To-do item
Transcribe the listing verbatim from its first line through the line that contains "positive clicks: (272, 360)", including both of those lines.

Input for this task
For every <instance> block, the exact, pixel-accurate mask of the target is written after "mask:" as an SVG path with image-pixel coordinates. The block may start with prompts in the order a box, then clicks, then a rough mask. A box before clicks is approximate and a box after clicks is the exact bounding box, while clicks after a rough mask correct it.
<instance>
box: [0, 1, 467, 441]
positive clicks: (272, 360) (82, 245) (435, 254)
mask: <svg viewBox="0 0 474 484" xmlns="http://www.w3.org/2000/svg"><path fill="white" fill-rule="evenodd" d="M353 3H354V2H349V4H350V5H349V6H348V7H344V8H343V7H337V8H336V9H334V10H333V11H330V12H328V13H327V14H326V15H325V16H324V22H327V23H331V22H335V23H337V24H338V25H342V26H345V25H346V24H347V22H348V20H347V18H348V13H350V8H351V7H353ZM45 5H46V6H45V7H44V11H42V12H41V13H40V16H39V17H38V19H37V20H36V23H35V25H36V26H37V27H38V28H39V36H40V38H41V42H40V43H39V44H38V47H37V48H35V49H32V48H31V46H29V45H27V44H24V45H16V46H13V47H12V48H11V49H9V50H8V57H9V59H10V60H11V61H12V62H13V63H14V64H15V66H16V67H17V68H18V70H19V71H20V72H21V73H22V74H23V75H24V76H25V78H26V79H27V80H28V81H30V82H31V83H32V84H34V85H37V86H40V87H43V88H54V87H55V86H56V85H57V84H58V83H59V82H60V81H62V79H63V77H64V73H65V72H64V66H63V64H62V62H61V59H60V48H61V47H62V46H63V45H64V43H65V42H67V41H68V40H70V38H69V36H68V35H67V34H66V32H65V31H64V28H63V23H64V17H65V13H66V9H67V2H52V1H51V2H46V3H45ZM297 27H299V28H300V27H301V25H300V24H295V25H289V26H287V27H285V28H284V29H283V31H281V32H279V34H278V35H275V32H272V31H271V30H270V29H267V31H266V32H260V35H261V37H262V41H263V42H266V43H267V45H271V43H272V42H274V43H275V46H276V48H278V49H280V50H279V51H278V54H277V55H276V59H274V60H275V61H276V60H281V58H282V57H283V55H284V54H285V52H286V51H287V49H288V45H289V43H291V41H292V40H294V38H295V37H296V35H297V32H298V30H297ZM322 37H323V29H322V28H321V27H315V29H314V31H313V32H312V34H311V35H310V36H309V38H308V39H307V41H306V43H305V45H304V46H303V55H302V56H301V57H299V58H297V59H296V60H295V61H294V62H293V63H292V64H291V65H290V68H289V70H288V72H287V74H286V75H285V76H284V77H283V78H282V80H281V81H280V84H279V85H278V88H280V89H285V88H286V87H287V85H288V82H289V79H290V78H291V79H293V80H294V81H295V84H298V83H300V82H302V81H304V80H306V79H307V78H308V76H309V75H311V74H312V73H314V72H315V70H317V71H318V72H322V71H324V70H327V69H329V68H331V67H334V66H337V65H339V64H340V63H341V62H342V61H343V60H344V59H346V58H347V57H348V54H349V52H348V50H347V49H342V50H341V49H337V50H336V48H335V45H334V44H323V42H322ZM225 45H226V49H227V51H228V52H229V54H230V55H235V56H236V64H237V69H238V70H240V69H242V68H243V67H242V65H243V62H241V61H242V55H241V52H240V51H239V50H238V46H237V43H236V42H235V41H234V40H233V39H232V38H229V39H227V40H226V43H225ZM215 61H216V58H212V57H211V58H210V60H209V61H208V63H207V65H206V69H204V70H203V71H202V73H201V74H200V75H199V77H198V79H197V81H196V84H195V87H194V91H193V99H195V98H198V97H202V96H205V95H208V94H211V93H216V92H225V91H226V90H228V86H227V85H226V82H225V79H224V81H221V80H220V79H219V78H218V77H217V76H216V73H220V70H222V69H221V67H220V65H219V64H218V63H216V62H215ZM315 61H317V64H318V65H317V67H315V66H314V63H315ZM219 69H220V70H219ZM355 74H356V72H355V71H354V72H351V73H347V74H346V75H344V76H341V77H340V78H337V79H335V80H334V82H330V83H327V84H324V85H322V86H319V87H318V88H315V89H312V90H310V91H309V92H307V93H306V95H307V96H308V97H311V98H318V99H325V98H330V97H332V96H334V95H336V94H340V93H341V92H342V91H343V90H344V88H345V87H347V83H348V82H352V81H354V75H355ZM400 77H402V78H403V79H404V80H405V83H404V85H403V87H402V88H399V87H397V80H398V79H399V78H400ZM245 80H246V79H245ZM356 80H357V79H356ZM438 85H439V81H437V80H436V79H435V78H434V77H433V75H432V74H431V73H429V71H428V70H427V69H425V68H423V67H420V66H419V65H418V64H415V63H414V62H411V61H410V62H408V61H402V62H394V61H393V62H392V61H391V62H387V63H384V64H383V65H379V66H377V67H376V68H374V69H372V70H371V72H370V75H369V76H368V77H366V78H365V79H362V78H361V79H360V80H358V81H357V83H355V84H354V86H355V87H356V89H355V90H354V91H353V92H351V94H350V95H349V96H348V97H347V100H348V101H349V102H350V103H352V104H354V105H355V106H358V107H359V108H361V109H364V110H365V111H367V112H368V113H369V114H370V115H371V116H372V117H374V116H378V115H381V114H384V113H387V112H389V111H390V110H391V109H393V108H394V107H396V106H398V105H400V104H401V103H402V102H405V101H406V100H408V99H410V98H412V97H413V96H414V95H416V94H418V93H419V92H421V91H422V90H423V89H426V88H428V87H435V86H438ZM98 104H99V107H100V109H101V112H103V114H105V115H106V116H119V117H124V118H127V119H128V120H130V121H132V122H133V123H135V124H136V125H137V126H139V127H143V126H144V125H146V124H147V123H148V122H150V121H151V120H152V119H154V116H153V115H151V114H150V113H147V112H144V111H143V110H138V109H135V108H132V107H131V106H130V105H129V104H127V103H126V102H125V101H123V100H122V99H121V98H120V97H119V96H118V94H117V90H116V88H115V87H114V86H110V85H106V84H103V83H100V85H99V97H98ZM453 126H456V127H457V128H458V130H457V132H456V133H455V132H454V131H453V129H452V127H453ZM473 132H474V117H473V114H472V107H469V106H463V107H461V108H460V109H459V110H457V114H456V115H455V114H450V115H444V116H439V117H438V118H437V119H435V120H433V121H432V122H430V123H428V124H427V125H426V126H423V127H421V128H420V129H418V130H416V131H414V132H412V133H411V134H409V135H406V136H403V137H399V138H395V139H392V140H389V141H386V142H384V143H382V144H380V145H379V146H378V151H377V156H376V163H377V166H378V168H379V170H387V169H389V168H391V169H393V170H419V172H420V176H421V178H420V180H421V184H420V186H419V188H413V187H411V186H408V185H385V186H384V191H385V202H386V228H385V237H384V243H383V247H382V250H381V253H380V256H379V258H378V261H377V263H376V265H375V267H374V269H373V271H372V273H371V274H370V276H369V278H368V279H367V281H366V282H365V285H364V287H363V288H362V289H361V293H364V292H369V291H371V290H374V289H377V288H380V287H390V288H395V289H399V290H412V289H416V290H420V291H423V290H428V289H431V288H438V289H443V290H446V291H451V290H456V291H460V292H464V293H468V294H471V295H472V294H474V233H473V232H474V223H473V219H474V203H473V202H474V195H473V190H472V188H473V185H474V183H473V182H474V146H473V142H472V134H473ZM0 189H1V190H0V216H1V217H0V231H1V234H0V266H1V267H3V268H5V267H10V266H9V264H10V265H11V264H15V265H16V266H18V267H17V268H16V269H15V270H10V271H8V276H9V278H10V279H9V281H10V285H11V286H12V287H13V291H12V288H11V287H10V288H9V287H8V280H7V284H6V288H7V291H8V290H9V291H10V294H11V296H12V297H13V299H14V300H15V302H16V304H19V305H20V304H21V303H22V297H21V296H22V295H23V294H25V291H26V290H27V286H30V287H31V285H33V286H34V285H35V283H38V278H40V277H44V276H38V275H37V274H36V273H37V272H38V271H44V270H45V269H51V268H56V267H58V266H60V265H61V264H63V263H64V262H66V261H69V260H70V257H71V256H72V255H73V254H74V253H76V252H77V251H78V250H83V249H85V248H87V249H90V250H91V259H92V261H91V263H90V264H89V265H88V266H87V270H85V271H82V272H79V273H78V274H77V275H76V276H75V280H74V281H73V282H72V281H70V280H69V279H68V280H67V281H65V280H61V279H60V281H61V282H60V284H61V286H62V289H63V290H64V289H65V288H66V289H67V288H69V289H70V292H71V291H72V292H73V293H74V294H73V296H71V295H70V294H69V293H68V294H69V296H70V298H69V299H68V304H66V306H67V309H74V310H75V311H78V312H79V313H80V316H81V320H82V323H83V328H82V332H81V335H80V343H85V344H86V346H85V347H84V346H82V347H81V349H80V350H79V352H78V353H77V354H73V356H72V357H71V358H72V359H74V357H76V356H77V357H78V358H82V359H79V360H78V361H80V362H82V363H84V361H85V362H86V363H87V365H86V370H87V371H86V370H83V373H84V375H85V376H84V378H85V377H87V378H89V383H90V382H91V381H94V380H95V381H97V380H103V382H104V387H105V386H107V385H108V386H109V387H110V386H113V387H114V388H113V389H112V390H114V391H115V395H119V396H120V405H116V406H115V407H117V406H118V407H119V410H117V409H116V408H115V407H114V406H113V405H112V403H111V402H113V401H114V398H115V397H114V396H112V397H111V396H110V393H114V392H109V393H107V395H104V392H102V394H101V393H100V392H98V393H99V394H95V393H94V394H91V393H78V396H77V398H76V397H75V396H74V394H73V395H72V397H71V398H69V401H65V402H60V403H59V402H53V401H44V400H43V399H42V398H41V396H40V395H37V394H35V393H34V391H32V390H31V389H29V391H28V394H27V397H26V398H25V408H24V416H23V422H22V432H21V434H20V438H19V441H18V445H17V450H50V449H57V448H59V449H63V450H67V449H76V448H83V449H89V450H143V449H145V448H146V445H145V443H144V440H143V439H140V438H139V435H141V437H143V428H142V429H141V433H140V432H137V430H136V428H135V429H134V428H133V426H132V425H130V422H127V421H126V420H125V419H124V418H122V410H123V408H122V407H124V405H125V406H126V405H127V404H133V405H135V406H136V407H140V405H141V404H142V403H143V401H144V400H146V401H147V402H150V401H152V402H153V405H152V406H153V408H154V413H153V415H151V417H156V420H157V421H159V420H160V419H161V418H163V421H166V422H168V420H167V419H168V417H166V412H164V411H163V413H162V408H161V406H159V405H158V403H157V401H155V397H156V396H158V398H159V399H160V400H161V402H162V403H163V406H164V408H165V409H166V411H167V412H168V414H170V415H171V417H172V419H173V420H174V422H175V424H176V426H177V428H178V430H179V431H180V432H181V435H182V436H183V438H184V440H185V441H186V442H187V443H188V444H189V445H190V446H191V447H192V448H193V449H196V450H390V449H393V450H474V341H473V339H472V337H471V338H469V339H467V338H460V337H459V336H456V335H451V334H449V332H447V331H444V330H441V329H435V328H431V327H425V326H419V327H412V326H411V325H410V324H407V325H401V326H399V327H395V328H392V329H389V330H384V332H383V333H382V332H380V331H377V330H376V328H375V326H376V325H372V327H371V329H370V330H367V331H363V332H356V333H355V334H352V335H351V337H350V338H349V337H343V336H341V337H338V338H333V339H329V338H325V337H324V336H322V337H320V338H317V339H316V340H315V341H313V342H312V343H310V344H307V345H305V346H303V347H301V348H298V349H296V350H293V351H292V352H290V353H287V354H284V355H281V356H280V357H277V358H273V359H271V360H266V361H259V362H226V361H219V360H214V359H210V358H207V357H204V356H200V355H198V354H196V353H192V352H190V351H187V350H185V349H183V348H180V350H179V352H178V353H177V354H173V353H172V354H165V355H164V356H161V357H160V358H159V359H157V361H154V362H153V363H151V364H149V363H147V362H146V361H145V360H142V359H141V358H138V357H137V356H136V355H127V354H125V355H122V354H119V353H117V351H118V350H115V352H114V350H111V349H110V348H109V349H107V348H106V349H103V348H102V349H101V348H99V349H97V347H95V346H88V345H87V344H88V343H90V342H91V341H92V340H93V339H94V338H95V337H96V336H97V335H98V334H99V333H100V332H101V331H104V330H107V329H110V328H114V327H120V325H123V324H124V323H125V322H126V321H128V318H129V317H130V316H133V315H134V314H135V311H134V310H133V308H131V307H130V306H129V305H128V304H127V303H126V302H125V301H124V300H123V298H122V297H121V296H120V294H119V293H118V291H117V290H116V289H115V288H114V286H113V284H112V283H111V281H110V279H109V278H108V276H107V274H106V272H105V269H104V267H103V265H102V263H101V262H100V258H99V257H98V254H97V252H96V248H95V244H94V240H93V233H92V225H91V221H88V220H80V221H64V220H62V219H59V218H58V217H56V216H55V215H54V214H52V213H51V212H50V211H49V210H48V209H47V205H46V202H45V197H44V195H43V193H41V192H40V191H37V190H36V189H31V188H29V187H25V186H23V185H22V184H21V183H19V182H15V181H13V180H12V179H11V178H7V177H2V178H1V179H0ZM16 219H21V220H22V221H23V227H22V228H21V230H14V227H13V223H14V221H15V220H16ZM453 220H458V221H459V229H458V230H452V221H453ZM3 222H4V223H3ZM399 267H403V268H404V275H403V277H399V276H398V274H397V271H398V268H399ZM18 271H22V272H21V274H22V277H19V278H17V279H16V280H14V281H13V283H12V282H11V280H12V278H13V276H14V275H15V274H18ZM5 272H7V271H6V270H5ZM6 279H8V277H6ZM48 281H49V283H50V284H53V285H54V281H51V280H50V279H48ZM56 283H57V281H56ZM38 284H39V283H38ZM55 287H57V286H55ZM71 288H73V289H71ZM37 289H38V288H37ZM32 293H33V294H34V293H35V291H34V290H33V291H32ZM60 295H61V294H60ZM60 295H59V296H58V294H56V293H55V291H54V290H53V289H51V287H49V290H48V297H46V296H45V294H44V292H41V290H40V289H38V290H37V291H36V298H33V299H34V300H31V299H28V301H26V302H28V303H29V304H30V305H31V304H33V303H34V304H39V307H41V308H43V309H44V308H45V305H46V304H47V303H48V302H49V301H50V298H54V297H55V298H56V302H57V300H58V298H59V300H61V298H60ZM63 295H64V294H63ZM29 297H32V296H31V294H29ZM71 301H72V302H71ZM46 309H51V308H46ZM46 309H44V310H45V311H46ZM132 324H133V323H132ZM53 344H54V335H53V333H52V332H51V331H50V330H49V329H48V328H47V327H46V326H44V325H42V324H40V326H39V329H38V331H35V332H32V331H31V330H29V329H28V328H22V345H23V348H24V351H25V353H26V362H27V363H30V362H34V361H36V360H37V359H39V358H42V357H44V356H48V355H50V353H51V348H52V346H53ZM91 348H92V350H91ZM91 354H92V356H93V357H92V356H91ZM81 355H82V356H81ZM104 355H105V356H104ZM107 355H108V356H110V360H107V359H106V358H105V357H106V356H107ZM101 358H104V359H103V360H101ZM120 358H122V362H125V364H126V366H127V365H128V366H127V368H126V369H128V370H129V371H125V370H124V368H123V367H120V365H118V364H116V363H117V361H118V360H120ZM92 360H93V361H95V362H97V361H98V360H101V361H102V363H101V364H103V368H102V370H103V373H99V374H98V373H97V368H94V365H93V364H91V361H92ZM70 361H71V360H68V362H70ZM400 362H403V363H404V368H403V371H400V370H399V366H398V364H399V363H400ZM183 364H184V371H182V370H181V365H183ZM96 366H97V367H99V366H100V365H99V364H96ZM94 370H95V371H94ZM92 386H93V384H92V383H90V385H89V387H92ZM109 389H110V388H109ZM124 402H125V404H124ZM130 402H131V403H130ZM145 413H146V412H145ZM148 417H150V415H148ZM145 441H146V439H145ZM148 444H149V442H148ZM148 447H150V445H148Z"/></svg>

Answer to the exercise
For every <instance> block, the exact, pixel-accurate mask of the target is written after "mask:" as an SVG path with image-pixel coordinates. The block may start with prompts in the order a box, then clicks, then a rough mask. A box before clicks is approximate and a box after clicks is the exact bounding box, while clicks after a rough mask correct it.
<instance>
box: [0, 1, 467, 441]
positive clicks: (272, 360) (82, 245) (435, 254)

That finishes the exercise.